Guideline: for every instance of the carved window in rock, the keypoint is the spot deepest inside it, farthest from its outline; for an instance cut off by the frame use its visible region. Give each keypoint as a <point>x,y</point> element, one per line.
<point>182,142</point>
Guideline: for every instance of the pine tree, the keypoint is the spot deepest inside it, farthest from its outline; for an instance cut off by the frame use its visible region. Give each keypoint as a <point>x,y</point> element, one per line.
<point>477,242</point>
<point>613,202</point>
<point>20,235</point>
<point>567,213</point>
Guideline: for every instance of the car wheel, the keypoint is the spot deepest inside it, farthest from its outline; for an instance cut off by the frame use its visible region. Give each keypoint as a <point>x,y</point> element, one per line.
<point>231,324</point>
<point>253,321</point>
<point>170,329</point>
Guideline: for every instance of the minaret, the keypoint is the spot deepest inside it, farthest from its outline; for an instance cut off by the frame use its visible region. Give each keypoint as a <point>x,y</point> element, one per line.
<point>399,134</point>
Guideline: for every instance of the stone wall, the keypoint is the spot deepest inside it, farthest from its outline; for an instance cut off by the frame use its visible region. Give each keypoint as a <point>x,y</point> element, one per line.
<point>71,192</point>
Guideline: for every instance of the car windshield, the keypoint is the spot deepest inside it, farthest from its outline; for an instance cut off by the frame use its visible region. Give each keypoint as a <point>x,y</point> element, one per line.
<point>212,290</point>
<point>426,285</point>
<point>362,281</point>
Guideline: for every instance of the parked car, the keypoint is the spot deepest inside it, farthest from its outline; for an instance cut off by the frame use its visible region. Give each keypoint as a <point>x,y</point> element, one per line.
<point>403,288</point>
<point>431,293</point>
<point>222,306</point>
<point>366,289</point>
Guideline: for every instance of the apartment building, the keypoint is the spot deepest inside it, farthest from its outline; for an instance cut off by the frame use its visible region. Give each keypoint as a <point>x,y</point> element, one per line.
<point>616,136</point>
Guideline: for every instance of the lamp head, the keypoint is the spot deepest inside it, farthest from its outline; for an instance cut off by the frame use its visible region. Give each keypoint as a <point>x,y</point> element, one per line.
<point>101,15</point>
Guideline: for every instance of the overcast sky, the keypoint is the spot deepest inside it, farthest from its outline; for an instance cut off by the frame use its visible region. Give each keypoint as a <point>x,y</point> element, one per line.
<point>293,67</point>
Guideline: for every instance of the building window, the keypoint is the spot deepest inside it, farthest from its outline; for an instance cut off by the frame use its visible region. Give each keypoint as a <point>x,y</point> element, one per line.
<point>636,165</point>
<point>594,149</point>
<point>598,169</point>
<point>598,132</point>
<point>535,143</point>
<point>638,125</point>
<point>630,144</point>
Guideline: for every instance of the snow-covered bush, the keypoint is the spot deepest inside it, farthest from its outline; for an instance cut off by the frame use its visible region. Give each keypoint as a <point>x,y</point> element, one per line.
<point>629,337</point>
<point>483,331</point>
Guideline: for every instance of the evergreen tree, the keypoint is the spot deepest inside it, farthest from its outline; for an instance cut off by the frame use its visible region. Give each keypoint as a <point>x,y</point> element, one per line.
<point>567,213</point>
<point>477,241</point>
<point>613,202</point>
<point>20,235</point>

To do: Reproduce all of the entries above verbatim, line by line, with no changes.

The response:
Guideline: for every instance of the carved window in rock, the keypoint is the spot deepest inside it, farthest from its outline; for an instance cut off by the frame use its visible region. Give each keypoint as a <point>x,y</point> element, one per line.
<point>182,142</point>
Guideline: for every instance of the pine tree, the keypoint is the spot deepest inside it, farthest from its outline; for an instance cut off by the frame use its visible region. Give each keypoint as a <point>x,y</point> element, one per line.
<point>477,242</point>
<point>613,202</point>
<point>20,235</point>
<point>567,213</point>
Guideline: for every instance of the car wheel, the keypoint is the spot deepest inside it, farthest from its outline; for an instance cut off by the frame use its visible region. Give each keypoint as a <point>x,y</point> element, one per line.
<point>231,324</point>
<point>253,321</point>
<point>170,329</point>
Guideline: for every instance of the minaret, the keypoint is the spot deepest inside it, farthest from its outline; for an instance cut off by the frame use its visible region. Give each keypoint as a <point>x,y</point> element, one per line.
<point>399,134</point>
Guideline: for every instance of the stone wall, the keypoint is the spot deepest inside it, farthest from its outline; for an instance cut off by the frame use its visible region. Give each keypoint as a <point>x,y</point> element, one per line.
<point>71,192</point>
Guideline: for every instance of the car windshield, the keypoint is the spot deepest inside it, farthest from its outline; for an instance cut off by the frame use its visible region. Give each keypoint as a <point>x,y</point> element, one per line.
<point>212,290</point>
<point>426,285</point>
<point>362,281</point>
Guideline: for every instance of the parked car, the keypoint is the spot deepest inside it, farthest from its outline; for an instance cut off by the frame use its visible region. Give each keypoint as a <point>x,y</point> element, one per line.
<point>403,288</point>
<point>431,293</point>
<point>222,306</point>
<point>366,289</point>
Guideline: for every instance of the apartment building, the keypoint is the spot deepest inside it, farthest from its outline; for an instance cut off by the frame use its visible region. Give each keypoint as a <point>x,y</point> element, one per line.
<point>616,136</point>
Guideline: for every instance of the lamp head, the keypoint is the spot deepest inside it, farthest from its outline; for an instance cut off by the frame use its visible region. Give each keypoint as a <point>x,y</point> element, one per line.
<point>101,15</point>
Guideline: for every instance of the overcast sky, the keypoint is the spot deepest inside it, farthest from its outline; for an instance cut off by the frame use its visible region. Give each keypoint as a <point>x,y</point> element, one per line.
<point>293,67</point>
Guideline: for every instance of the building window, the keypoint is the spot deepest inside it, farthest from its outline; for an instance cut off by the frame use its visible region. Give each keypoint as a <point>x,y</point> element, one per line.
<point>636,165</point>
<point>594,149</point>
<point>598,169</point>
<point>598,132</point>
<point>535,143</point>
<point>638,125</point>
<point>630,144</point>
Guideline: for every instance of the snow-covered bush, the keypoint is the spot deepest inside it, farthest from its outline; for an instance cut off by the frame use its visible region. Give each keypoint as a <point>x,y</point> element, one per line.
<point>629,337</point>
<point>483,331</point>
Guideline: for every instance of the evergreen tree, the keypoint is the spot deepest inside it, farthest from its outline; for an instance cut off by the frame use its visible region. Give each keypoint as a <point>x,y</point> element, one per line.
<point>567,213</point>
<point>477,241</point>
<point>613,202</point>
<point>20,235</point>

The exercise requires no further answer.